#### What you are asked to do:
Every record below should be printed exactly as it appears.
━━━━━━━━━━━━━━━━
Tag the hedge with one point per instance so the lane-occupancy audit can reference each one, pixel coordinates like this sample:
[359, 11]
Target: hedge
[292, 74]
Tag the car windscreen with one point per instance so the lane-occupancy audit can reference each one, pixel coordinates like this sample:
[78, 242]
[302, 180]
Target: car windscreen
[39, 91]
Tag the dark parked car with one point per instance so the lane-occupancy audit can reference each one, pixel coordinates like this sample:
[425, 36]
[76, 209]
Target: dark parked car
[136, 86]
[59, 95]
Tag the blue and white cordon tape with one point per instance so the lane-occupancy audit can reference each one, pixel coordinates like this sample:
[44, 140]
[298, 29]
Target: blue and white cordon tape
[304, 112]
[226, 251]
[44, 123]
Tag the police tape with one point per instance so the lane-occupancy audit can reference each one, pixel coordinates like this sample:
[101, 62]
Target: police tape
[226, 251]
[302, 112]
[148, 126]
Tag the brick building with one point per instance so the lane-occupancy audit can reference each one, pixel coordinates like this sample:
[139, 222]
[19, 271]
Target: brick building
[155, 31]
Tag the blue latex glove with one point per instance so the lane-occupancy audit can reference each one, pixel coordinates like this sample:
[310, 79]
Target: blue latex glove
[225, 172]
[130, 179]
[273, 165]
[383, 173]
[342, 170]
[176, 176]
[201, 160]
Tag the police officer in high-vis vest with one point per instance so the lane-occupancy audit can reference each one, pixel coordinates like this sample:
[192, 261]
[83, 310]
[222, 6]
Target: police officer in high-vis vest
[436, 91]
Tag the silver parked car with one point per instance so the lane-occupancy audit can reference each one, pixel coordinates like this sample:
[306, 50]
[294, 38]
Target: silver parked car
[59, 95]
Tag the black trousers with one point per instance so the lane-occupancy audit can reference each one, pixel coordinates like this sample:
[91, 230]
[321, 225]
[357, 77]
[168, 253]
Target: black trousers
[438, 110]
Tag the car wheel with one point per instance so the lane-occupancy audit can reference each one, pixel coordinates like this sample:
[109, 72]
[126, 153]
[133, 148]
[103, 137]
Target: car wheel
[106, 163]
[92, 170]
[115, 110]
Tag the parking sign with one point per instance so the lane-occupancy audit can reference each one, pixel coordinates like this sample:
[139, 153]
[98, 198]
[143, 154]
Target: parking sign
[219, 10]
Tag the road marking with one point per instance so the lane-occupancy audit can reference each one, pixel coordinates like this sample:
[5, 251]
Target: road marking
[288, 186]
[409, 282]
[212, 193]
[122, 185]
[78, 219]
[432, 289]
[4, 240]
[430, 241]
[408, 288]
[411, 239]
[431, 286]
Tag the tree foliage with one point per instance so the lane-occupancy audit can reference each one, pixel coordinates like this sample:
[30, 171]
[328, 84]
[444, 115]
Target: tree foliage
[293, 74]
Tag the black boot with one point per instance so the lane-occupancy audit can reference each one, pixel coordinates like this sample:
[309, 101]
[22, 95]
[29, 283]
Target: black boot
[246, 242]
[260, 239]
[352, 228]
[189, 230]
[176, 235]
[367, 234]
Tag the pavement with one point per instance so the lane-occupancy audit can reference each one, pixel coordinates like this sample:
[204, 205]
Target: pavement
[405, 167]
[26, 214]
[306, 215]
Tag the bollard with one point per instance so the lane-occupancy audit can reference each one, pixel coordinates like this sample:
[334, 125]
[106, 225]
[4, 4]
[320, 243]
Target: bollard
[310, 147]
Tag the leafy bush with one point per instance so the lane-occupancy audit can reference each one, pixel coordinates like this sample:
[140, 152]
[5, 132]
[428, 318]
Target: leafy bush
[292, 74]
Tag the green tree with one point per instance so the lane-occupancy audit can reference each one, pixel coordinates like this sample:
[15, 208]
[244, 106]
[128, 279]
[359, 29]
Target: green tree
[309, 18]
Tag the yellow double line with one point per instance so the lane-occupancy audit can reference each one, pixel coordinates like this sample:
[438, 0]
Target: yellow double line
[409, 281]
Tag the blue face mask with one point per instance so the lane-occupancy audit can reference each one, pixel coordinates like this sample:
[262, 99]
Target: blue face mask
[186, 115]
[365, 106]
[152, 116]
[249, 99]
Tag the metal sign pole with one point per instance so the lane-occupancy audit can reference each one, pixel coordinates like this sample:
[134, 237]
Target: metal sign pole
━━━━━━━━━━━━━━━━
#### Problem solution:
Tag the hedge with one point per instance so the lane-occupancy audit can reference each one, pixel coordinates like this sample:
[359, 11]
Target: hedge
[292, 74]
Tag the car windscreen with one point per instance so the lane-occupancy audit can reference each one, pixel coordinates like this sample:
[78, 242]
[302, 180]
Target: car windscreen
[39, 91]
Tag the dark parked car with one point per instance so the lane-occupancy audit can reference each one, pixel coordinates like this sample:
[425, 36]
[76, 209]
Target: dark parked car
[136, 86]
[59, 95]
Tag the blue and white cordon tape with one point per instance so the lane-occupancy audit can reference each one, pixel coordinates like this sample:
[44, 140]
[298, 29]
Target: blue and white cordon tape
[304, 112]
[226, 251]
[44, 123]
Tag the police tape with one point per instance so the lane-occupancy audit can reference each one, pixel coordinates like this sample:
[101, 62]
Target: police tape
[226, 251]
[302, 112]
[148, 126]
Tag the brick building with one point per instance so the lane-occupancy audit can reference each one, pixel coordinates like this sample:
[139, 222]
[19, 271]
Target: brick building
[155, 31]
Tag the blue latex glove with one point per instance so the lane-occupancy audit can reference each one, pixel coordinates like this sample:
[310, 79]
Target: blue latex glove
[225, 172]
[130, 179]
[273, 165]
[383, 173]
[342, 170]
[176, 176]
[201, 160]
Tag the police officer in high-vis vest with one point per instance so the lane-occupancy audit can reference each one, pixel coordinates like this sample:
[192, 261]
[83, 310]
[222, 6]
Target: police officer in high-vis vest
[436, 91]
Tag the silver parked car with one point per instance so the lane-occupancy audit can reference each one, pixel coordinates like this sample:
[306, 50]
[294, 38]
Target: silver parked car
[59, 95]
Tag the black trousers with one point per instance so the lane-occupancy audit can reference each one, pixel coordinates like this sample:
[91, 230]
[321, 225]
[357, 77]
[168, 253]
Target: black trousers
[438, 110]
Tag the car wheel with one point per instance so the lane-occupancy audit can reference each one, pixel coordinates like this sample:
[109, 72]
[126, 153]
[133, 148]
[103, 137]
Target: car wheel
[106, 163]
[92, 170]
[115, 110]
Tag the parking sign with one point per instance so the lane-occupancy audit can reference each one, pixel coordinates like this sample:
[139, 153]
[98, 198]
[143, 154]
Target: parking sign
[219, 10]
Tag the road marking with one point per instance so the lane-occupancy audit can reference each one, pixel coordinates like this sample:
[5, 251]
Target: road marking
[288, 186]
[409, 282]
[212, 193]
[122, 185]
[78, 219]
[432, 289]
[4, 240]
[430, 241]
[408, 288]
[411, 239]
[431, 286]
Tag the tree foliage with one point per instance so the lane-occupancy audit can reference each one, pixel coordinates like this sample:
[30, 171]
[328, 84]
[444, 115]
Target: tree foliage
[293, 74]
Tag the black boot with one point per instance so the lane-occupancy audit can reference each one, pixel coordinates like this sample:
[309, 101]
[22, 95]
[29, 283]
Target: black boot
[246, 242]
[260, 239]
[352, 228]
[189, 230]
[176, 235]
[367, 234]
Tag the pavement with one point per instance so the lane-occupancy audit can reference each one, pixel coordinates like this sample:
[204, 205]
Target: pavement
[405, 167]
[26, 214]
[306, 215]
Tag the bollard with one point per instance so the lane-occupancy audit can reference each one, pixel coordinates like this sample:
[334, 125]
[106, 225]
[4, 4]
[320, 243]
Target: bollard
[310, 147]
Tag the leafy bush with one point per instance so the lane-occupancy audit can reference each one, pixel coordinates like this sample:
[140, 152]
[5, 132]
[428, 318]
Target: leafy bush
[292, 74]
Tag the green tree with one point per instance so the lane-occupancy audit can reference each one, pixel coordinates like this sample:
[15, 208]
[244, 106]
[128, 279]
[359, 29]
Target: green tree
[309, 18]
Tag the yellow double line with one point per instance so the lane-occupancy audit can reference each one, pixel coordinates like this sample:
[438, 0]
Target: yellow double line
[409, 281]
Tag the blue face mask with one point per instance so the lane-occupancy audit can reference each one, pixel coordinates like this sample:
[262, 99]
Target: blue face mask
[186, 115]
[365, 106]
[152, 116]
[249, 99]
Tag the metal sign pole with one point per instance so the lane-occupancy audit can reference each one, pixel coordinates like this sample:
[134, 237]
Target: metal sign pole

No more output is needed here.